_Short problem_: Repeat the lines of the listing below exactly, starting at the line that contains "the swimmer's face" and running through the last line, both included, and only those.

======== Working data

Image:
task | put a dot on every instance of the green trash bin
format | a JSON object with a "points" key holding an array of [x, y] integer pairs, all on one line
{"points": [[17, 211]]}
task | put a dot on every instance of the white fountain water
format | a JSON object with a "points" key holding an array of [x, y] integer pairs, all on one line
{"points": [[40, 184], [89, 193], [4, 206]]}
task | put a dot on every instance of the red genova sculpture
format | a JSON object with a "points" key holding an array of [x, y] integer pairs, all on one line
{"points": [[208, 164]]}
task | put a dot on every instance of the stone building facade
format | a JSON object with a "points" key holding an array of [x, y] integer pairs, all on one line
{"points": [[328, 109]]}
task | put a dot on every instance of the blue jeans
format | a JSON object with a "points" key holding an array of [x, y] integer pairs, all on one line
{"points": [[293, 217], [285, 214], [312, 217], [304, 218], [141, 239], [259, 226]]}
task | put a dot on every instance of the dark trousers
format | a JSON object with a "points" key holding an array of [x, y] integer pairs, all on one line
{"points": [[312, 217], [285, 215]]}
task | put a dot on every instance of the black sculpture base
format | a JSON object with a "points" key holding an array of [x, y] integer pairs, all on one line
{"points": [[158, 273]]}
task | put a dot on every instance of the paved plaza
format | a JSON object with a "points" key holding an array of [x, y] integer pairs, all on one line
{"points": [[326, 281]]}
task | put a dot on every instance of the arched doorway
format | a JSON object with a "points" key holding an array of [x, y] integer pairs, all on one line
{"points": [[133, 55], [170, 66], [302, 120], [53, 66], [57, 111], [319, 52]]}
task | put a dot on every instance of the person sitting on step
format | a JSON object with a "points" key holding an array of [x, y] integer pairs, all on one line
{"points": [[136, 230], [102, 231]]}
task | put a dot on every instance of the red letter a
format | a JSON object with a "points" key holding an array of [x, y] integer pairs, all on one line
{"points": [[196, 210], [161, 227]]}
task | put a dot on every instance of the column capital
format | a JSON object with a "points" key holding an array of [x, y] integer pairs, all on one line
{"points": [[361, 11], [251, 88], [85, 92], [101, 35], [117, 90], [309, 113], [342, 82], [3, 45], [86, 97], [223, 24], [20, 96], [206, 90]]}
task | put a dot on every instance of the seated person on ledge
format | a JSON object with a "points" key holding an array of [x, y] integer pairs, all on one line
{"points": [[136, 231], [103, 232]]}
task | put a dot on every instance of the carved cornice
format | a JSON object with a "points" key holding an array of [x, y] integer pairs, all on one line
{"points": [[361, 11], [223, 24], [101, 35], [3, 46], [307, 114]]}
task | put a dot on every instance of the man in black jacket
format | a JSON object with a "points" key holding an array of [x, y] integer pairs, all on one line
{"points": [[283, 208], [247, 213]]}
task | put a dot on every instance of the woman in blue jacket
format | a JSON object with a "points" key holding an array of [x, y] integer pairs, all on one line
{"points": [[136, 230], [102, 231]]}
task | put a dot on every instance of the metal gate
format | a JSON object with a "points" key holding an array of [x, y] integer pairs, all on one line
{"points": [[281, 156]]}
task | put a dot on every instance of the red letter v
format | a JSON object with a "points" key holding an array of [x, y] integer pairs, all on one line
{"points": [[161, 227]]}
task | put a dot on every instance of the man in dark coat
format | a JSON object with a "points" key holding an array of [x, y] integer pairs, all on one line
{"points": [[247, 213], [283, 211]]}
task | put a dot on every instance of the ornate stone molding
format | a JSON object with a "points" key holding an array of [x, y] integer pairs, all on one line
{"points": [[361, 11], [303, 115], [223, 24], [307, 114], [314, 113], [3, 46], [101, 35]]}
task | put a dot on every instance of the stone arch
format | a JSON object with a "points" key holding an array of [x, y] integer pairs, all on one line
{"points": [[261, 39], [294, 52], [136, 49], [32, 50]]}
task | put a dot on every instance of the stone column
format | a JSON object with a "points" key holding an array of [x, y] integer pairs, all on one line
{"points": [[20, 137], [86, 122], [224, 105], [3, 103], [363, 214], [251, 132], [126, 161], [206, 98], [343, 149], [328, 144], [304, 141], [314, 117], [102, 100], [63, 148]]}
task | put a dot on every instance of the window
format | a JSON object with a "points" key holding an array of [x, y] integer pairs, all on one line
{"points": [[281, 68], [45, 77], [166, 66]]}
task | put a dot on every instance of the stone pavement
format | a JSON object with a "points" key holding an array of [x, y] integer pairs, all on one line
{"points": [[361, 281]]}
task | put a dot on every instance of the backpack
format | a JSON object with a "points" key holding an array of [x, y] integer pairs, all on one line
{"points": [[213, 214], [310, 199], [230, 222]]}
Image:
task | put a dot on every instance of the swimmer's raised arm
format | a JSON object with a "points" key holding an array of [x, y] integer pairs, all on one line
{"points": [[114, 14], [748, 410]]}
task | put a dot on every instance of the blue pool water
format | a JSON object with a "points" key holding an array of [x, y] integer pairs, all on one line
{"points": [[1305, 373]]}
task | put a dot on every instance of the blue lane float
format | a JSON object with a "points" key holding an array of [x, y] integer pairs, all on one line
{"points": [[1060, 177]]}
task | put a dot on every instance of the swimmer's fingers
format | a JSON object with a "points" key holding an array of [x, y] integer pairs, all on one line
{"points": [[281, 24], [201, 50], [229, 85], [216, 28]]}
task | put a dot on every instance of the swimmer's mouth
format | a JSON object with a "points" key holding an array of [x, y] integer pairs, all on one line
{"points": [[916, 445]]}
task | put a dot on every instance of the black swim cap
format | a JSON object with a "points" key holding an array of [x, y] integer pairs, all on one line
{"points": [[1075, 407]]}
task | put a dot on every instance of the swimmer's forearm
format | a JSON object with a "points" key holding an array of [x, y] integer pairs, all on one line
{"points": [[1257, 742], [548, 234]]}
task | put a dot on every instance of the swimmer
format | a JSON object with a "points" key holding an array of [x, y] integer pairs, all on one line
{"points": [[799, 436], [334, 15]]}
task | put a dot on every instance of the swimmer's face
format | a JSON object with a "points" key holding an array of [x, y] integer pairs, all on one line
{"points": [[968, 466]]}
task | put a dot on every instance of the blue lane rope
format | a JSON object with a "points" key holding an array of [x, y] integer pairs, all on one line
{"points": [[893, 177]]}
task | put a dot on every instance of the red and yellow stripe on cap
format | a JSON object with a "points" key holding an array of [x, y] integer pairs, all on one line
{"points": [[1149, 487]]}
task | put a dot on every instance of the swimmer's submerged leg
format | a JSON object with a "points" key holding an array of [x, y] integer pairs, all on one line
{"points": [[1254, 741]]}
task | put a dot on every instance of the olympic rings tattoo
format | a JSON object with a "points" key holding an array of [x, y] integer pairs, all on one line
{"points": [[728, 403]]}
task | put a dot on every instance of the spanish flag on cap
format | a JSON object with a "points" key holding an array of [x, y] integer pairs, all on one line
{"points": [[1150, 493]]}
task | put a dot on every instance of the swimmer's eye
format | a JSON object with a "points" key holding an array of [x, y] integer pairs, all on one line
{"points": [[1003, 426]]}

================

_Result for this task_:
task | put a dot on every instance of the swimmer's face
format | a JSON object with a "points" key holding an array of [x, y] integer pairs, all on one line
{"points": [[968, 466]]}
task | put a dot on every instance of the blue lane rope
format | a JSON object with a "points" key holding an array of [x, y] integer pairs, all on one line
{"points": [[893, 177]]}
task | put a dot on every instance of the red and yellow stripe on cap
format | a JSON object with a "points" key holding an array of [x, y] integer pairs, all on one line
{"points": [[1149, 487]]}
task | put a dot on every instance of the swimmer's submerged leg
format | a JSON object with a "points" key holding an array of [x, y] integer pairs, all on one line
{"points": [[1254, 741]]}
task | put a dot on every instance of the olympic rings tattoo
format | a JSON object with a "points" key holding an array of [x, y] integer pairs, all on one line
{"points": [[728, 403]]}
task | put a dot on every instance of the spanish flag on cap
format | a JSON object with a "points" key holding an array of [x, y] integer pairs, all on one line
{"points": [[1150, 493]]}
task | put a dot on every instance of the swimmer's eye
format | a JSON object with a "points" key holding an array of [x, y] integer pairs, all on one line
{"points": [[1003, 426]]}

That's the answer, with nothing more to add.